··· Extract ···
The updated Form CSR-1 introduces several key changes to the registration process for non-profits. Previously, only entities registered under Section 12A of the Income Tax Act, which certifies charitable status, were eligible to implement CSR projects. The revised form now expands eligibility to include organizations qualifying for tax exemptions under Section 10(23C), such as universities, hospitals, and other educational or medical institutions.
Additionally, the form requires more detailed disclosures, including:
- A copy of the Income Tax Department’s registration certificate under Sections 80G and 12A, where applicable.
- Enhanced details about the non-profit’s governance structure, financial history, and operational scope.
- A structured application process to verify alignment with CSR objectives and tax compliance.
Subodh Dandawate, Associate Director of Regulatory Services at Nexdigm, noted, “The new form is far more comprehensive, leaving little room for ambiguity. It ensures that non-profits are thoroughly vetted before they can access CSR funding.”
A Boost for Transparency and Stakeholder Confidence
The tightened regulations are expected to enhance trust among stakeholders, including corporations, investors, and the public. In FY24, over 27,000 companies in India spent more than ₹34,900 crore on CSR initiatives, with major players like HDFC Bank, Reliance Industries, and Tata Consultancy Services leading the charge. However, the lack of centralized data on non-profits implementing these projects has long been a challenge. The revised Form CSR-1 aims to bridge this gap by creating a transparent and verifiable registry of eligible organizations.
···
> Exercise objective:
In the passage on the revised Form CSR-1, tax exemptions under which section now make organizations eligible to implement CSR projects?
··· Data extract ···
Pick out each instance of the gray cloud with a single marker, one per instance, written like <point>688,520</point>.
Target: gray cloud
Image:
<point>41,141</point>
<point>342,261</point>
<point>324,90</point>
···
> Response:
Section 10(23C)